__Input data__.
————
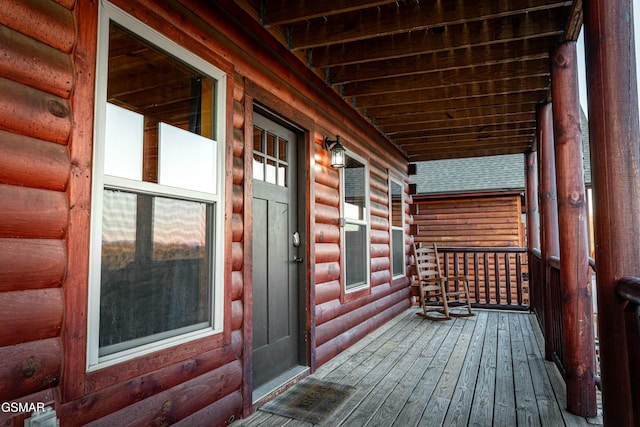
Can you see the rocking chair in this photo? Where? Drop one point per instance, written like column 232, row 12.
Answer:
column 433, row 288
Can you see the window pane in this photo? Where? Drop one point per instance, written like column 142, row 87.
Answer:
column 354, row 188
column 258, row 167
column 155, row 269
column 282, row 149
column 271, row 145
column 355, row 241
column 123, row 143
column 257, row 140
column 398, row 251
column 282, row 175
column 271, row 172
column 186, row 160
column 160, row 89
column 396, row 204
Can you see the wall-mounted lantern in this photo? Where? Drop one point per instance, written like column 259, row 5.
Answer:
column 337, row 151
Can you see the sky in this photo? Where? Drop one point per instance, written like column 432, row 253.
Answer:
column 581, row 67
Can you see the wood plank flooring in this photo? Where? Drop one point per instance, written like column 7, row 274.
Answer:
column 475, row 371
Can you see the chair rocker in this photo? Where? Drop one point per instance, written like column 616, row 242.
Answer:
column 435, row 295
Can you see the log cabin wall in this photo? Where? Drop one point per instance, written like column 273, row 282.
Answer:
column 46, row 140
column 475, row 221
column 485, row 221
column 36, row 121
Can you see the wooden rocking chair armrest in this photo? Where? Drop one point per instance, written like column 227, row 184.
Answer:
column 433, row 280
column 451, row 278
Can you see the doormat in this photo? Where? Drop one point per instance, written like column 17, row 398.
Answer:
column 311, row 400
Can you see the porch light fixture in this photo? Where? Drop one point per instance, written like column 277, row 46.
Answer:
column 337, row 151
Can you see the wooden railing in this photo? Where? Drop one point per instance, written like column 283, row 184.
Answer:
column 555, row 305
column 629, row 289
column 496, row 276
column 547, row 305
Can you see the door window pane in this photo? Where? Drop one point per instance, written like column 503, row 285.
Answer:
column 270, row 158
column 155, row 269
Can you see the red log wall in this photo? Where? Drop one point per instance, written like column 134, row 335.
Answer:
column 46, row 140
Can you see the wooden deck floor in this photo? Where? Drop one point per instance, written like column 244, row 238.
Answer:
column 478, row 371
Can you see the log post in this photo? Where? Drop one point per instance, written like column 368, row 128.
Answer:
column 577, row 308
column 615, row 148
column 549, row 213
column 533, row 219
column 533, row 215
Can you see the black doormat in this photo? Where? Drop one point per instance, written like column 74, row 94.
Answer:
column 311, row 400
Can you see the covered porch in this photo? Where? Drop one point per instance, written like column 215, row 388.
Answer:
column 488, row 369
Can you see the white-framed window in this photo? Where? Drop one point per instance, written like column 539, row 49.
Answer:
column 355, row 230
column 157, row 231
column 396, row 213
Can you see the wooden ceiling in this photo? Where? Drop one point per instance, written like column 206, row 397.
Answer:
column 440, row 78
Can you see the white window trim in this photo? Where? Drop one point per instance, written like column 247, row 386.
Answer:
column 108, row 13
column 366, row 222
column 398, row 181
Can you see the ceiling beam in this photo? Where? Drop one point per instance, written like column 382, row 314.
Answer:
column 473, row 34
column 452, row 106
column 466, row 153
column 503, row 53
column 462, row 91
column 510, row 119
column 287, row 11
column 522, row 127
column 431, row 14
column 409, row 144
column 447, row 117
column 441, row 79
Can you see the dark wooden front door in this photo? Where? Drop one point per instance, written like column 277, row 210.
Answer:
column 275, row 251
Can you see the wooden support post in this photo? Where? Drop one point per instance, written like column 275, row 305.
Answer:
column 615, row 148
column 577, row 308
column 533, row 215
column 549, row 213
column 533, row 221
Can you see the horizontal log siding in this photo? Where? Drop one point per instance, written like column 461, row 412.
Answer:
————
__Work to do__.
Write out all the records again, swapping "Drop" for "Place" wherever it occurs and changing nothing else. Leave out the pictures.

__Written reply__.
Can you see the rocking chair in this photo? Where? Place one point per instance, written like column 232, row 12.
Answer:
column 433, row 288
Can you see the window pane in this photo? Where? Place one point per instance, written like column 142, row 87.
Answer:
column 354, row 188
column 258, row 167
column 155, row 269
column 282, row 149
column 271, row 145
column 355, row 241
column 123, row 143
column 257, row 140
column 398, row 251
column 282, row 175
column 271, row 172
column 186, row 160
column 160, row 89
column 396, row 204
Can you see the wall-mounted lantern in this photo? Where? Place one point per instance, written like column 259, row 5.
Answer:
column 337, row 151
Can you see the sky in this photo? Where? Place one point per instance, written like column 432, row 253.
Answer:
column 581, row 67
Can you see the wood plank flooring in this photo? Where? Place one point per instance, written like column 7, row 274.
Answer:
column 475, row 371
Can you see the chair rocker in this photo? Where? Place one point per instance, written like column 616, row 242.
Answer:
column 435, row 295
Can you see the log cabin wall in this photo? Where? Place one point per instance, written like column 273, row 282.
Answer:
column 46, row 140
column 475, row 221
column 485, row 221
column 36, row 121
Can you see the wooden rocking chair armrest in this photo? Where? Place one point per instance, written like column 227, row 184.
Answer:
column 433, row 280
column 451, row 278
Can you see the doormat in this photo? Where? Place one point per instance, written like column 17, row 398.
Answer:
column 311, row 400
Can you see the porch light fixture in this photo? Where? Place one point per instance, written like column 277, row 46.
Answer:
column 337, row 151
Can you see the wooden railing in this photo? Where? Place one point per instance, written like column 283, row 184.
Answer:
column 555, row 305
column 629, row 289
column 496, row 276
column 547, row 305
Can you see the door window pane in this photo? Where? Place one point per instance, written like column 503, row 285.
Answer:
column 270, row 158
column 155, row 269
Can you see the red log wall in this photo? Where? Place one point per instance, written like column 134, row 335.
Answer:
column 46, row 140
Can you see the wooden deck floor in this photo? Where? Place one point per instance, written like column 244, row 238.
Answer:
column 478, row 371
Can you see the log post in this photo? Where? Place one point per instance, written like column 368, row 128.
Answer:
column 577, row 308
column 615, row 148
column 549, row 213
column 533, row 219
column 533, row 215
Can you see the black doormat in this photo? Where? Place one point per instance, written like column 74, row 94.
Answer:
column 311, row 400
Can you see the covered porch in this photo? Where? Place one point per instance, written like column 215, row 388.
Answer:
column 488, row 369
Can you see the white-framed window in this photo? Where? Place one point per instance, written like column 539, row 49.
Answer:
column 355, row 230
column 157, row 231
column 396, row 213
Can you see the wooden ceiling in this photo? Where? Place one point per instance, written like column 206, row 397.
Answer:
column 440, row 78
Can you see the white window trim in this photo? Where? Place one point per instance, written like column 247, row 386.
Answer:
column 108, row 13
column 366, row 222
column 398, row 181
Can you see the ceiling beam in this photo? Where? Place one point per instance, written like column 382, row 314.
Answer:
column 473, row 34
column 452, row 106
column 466, row 153
column 503, row 53
column 462, row 91
column 510, row 119
column 287, row 11
column 522, row 127
column 431, row 14
column 409, row 144
column 447, row 117
column 441, row 79
Can you see the dark wooden front door in this photo? Where? Place one point per instance, written like column 277, row 210.
Answer:
column 275, row 251
Can you see the wooden support post in this photo? Where? Place one point per instance, written like column 275, row 305.
Answer:
column 615, row 148
column 577, row 308
column 533, row 215
column 549, row 213
column 533, row 221
Can you see the horizontal log siding in this photo? Where? Place one point per instance, written like column 461, row 412.
Answer:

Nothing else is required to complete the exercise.